» **YOUR ASSIGNMENT**:
In the records that follow, the lines from the one containing "column 164, row 302" to the one containing "column 66, row 286", inclusive, are to be given again exactly.

(Records from a dataset)
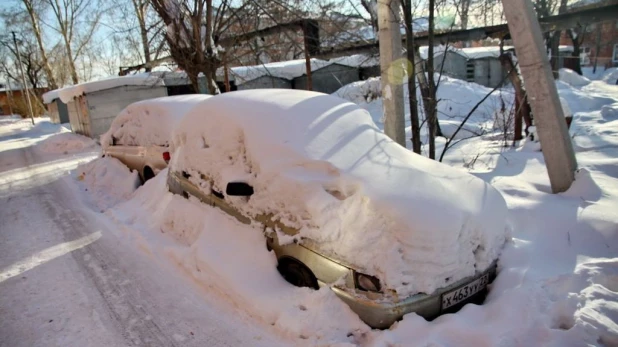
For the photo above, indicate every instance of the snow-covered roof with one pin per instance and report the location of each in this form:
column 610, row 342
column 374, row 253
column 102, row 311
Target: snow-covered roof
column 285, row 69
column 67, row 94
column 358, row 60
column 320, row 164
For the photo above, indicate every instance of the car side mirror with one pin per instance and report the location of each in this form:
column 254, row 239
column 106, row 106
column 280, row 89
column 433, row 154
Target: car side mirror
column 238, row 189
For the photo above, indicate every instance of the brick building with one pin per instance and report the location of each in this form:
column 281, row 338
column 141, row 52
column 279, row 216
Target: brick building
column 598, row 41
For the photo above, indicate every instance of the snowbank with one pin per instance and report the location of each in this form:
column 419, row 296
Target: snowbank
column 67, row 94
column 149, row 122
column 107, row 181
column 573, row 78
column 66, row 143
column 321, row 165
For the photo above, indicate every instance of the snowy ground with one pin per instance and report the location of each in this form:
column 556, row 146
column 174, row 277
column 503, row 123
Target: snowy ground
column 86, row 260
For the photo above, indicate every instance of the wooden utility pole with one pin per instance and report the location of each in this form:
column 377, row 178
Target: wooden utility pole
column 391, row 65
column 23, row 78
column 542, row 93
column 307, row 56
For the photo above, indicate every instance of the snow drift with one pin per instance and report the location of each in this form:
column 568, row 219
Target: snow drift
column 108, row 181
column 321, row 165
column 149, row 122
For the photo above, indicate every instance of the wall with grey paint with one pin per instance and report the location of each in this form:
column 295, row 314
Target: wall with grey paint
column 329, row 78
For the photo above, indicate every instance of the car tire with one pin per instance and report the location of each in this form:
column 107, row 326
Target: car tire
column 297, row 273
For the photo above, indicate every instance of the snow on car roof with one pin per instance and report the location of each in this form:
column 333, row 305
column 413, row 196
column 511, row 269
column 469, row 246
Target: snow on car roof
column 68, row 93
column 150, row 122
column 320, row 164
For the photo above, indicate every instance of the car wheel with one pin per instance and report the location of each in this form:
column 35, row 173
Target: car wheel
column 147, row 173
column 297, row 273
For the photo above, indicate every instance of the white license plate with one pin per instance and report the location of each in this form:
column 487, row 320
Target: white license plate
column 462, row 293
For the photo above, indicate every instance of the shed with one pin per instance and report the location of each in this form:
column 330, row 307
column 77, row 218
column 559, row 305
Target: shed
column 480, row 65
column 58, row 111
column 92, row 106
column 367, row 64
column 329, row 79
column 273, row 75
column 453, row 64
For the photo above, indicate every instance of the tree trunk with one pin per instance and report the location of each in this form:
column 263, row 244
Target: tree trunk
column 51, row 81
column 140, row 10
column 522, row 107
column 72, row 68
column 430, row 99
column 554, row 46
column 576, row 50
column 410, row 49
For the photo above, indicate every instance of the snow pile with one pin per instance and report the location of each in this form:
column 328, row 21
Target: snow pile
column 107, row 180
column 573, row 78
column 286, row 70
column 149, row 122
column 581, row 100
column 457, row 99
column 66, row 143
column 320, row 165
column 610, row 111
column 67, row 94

---

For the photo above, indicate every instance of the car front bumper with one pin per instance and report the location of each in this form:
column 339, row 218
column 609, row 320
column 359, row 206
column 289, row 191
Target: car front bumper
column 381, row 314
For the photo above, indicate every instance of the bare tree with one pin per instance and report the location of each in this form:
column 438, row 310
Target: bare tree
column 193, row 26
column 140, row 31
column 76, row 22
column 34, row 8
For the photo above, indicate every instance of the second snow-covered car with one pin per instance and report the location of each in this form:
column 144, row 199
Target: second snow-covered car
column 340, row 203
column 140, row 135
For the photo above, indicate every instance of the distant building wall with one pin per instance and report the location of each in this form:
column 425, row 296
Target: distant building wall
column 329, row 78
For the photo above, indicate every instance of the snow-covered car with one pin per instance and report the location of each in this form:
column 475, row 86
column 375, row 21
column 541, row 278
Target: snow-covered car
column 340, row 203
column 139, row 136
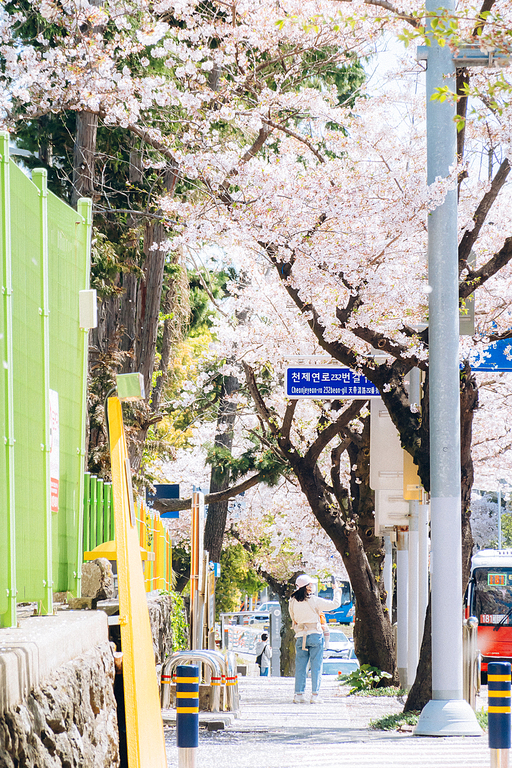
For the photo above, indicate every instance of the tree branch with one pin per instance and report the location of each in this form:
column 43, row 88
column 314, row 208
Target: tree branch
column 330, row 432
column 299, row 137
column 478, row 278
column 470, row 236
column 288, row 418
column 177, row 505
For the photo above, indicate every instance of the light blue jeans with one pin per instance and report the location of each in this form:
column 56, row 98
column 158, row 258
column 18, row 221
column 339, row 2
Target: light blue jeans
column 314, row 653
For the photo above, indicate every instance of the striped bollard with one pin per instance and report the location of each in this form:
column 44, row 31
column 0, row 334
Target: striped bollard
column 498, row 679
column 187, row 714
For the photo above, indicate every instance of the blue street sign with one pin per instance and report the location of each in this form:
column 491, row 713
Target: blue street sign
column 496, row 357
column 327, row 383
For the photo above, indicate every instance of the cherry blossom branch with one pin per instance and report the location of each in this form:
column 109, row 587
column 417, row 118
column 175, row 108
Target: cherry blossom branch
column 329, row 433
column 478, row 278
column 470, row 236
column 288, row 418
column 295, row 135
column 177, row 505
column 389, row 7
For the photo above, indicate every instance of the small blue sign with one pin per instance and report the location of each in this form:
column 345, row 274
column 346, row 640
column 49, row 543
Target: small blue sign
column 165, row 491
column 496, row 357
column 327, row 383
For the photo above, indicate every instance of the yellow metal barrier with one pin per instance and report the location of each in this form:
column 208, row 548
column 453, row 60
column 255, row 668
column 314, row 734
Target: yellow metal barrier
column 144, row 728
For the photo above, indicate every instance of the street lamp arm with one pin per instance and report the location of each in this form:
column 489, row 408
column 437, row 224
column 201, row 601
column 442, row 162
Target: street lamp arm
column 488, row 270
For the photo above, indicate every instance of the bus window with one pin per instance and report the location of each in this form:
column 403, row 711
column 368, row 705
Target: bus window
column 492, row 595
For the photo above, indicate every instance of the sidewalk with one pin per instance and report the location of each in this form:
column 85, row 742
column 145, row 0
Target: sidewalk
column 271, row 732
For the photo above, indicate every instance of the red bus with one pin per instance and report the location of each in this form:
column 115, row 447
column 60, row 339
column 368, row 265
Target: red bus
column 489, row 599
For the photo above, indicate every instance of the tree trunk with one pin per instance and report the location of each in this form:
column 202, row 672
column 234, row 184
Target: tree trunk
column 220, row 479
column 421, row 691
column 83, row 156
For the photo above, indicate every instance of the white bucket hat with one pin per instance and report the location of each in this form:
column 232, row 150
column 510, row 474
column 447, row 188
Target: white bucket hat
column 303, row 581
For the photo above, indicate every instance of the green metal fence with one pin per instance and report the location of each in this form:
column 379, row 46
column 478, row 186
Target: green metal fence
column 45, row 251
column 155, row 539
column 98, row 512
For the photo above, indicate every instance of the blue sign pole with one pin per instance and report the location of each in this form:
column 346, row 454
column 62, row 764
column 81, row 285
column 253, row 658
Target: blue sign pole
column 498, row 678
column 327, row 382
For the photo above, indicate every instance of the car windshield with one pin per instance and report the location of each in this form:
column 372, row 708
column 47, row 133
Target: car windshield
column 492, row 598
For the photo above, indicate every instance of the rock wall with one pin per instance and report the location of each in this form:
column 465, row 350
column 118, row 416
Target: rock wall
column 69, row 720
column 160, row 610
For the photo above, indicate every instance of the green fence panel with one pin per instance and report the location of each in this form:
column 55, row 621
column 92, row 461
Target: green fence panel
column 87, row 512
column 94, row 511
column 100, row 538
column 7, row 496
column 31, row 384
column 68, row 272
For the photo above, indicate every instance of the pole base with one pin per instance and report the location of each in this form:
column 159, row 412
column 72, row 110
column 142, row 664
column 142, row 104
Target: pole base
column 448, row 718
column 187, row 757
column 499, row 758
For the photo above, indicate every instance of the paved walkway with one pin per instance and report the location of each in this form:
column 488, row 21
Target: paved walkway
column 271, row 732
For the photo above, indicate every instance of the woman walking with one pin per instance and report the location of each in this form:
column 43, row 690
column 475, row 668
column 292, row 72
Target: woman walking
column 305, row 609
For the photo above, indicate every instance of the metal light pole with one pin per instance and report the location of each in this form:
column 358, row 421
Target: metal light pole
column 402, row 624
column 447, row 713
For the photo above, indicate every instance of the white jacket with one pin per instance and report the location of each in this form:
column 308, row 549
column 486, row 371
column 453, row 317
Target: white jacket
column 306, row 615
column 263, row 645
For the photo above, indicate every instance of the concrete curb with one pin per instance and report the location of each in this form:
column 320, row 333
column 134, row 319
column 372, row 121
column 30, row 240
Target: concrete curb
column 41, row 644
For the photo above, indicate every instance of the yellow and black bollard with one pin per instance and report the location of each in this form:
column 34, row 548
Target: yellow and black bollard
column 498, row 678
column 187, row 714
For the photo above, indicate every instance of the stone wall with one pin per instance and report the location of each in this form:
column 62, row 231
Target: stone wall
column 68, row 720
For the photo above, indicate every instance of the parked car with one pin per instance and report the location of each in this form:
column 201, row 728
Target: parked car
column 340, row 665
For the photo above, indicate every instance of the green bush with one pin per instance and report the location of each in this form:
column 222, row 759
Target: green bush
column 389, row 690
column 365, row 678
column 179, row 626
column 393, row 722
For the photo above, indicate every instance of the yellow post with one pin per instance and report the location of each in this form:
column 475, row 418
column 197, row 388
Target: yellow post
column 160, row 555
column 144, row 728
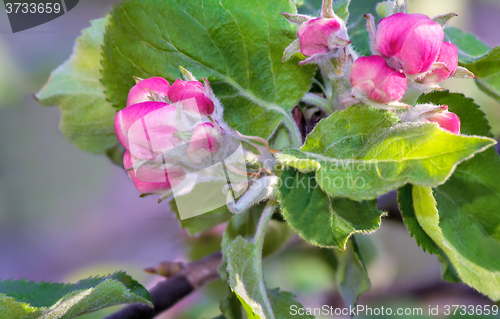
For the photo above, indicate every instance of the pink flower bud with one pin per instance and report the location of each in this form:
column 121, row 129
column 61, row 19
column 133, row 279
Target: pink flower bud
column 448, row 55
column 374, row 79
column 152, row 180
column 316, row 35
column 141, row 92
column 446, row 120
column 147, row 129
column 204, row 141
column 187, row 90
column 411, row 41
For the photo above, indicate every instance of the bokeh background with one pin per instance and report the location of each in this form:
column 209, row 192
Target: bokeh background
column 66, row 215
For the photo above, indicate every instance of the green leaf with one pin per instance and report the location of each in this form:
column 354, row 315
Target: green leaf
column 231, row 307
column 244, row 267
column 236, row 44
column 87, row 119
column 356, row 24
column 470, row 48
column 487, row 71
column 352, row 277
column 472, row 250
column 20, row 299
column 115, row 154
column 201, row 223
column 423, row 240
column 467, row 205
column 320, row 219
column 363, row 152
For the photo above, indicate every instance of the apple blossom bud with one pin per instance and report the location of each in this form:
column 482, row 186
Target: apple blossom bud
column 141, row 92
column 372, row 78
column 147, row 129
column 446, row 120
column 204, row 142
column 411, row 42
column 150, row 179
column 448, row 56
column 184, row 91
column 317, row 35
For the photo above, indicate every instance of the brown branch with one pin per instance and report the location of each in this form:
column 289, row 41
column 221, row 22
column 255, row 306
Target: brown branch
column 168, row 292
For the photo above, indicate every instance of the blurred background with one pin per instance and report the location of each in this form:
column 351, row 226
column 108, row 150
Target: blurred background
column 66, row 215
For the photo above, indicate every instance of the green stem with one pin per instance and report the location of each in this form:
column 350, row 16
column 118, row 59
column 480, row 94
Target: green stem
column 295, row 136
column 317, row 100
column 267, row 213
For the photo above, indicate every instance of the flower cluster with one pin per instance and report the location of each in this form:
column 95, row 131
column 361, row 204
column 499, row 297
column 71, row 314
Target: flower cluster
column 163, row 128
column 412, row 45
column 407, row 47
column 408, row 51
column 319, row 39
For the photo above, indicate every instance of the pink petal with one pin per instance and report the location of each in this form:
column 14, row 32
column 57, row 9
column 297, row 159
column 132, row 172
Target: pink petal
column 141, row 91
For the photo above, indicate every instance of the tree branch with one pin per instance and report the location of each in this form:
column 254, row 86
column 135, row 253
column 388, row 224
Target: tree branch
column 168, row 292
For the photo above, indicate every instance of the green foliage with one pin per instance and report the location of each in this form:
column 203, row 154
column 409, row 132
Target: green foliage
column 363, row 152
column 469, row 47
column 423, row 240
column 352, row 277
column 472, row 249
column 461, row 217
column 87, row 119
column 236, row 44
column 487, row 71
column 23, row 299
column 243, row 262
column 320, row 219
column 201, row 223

...

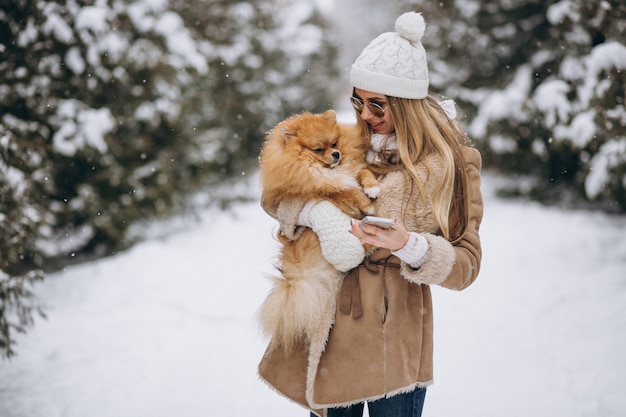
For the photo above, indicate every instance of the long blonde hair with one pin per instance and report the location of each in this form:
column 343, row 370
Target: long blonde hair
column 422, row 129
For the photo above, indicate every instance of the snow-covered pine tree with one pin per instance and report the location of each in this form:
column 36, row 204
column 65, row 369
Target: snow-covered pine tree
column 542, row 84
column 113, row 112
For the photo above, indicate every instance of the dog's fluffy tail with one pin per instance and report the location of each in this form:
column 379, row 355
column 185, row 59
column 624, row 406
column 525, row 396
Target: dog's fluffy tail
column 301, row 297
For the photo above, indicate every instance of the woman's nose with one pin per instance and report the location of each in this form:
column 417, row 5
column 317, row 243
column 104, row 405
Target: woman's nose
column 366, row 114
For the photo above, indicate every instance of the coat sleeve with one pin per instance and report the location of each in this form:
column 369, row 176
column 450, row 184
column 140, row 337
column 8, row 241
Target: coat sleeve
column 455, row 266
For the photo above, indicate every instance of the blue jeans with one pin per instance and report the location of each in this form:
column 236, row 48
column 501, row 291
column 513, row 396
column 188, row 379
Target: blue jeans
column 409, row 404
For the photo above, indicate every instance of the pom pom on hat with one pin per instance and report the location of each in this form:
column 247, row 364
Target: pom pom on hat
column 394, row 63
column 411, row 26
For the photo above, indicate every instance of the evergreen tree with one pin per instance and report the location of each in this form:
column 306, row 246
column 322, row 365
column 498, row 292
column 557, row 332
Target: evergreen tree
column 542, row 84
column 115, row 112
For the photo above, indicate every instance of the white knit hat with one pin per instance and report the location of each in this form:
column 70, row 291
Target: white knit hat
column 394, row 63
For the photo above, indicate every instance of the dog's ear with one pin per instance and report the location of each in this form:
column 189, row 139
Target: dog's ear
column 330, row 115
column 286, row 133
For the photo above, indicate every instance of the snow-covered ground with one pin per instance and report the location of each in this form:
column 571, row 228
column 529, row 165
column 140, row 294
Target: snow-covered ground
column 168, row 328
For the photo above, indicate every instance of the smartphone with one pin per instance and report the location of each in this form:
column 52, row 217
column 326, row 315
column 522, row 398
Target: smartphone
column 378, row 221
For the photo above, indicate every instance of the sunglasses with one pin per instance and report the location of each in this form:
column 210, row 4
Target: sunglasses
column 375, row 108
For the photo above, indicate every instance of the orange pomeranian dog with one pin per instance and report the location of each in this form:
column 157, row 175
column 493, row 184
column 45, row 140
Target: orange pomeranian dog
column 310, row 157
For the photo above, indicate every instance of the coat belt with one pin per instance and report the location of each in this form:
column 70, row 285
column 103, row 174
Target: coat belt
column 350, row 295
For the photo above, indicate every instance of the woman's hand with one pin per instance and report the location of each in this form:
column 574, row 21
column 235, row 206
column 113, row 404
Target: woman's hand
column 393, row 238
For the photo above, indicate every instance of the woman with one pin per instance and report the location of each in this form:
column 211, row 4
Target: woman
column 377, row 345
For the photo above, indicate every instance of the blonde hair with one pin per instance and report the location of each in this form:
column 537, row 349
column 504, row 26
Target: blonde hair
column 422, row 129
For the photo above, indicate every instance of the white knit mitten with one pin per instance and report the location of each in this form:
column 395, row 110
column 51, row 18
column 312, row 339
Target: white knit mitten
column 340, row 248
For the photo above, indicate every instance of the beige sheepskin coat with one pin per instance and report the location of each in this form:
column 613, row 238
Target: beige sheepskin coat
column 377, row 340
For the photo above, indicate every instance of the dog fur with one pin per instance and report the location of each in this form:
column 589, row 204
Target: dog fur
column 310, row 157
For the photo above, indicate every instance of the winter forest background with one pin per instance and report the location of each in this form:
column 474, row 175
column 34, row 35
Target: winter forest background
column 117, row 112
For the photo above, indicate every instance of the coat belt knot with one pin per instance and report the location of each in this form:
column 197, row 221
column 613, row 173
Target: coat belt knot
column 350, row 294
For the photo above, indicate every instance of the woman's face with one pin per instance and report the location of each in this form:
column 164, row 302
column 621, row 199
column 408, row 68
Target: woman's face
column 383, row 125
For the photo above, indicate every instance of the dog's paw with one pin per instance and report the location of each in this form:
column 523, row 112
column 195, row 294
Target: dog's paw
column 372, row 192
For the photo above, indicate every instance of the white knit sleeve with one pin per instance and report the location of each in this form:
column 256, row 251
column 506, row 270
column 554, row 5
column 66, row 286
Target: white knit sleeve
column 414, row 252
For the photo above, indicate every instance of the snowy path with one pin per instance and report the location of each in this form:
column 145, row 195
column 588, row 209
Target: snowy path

» **EXERCISE RESULT**:
column 164, row 302
column 621, row 199
column 408, row 68
Target: woman's face
column 383, row 125
For the photo above, indicate every instance of the dog's paw with one pin per instance and report the location of each in this form:
column 523, row 112
column 195, row 294
Target: dog's paw
column 372, row 192
For the photo above, indicate every instance of the white knit sleeve with one pin per instance and report the location of each in this form:
column 256, row 251
column 506, row 270
column 554, row 5
column 66, row 286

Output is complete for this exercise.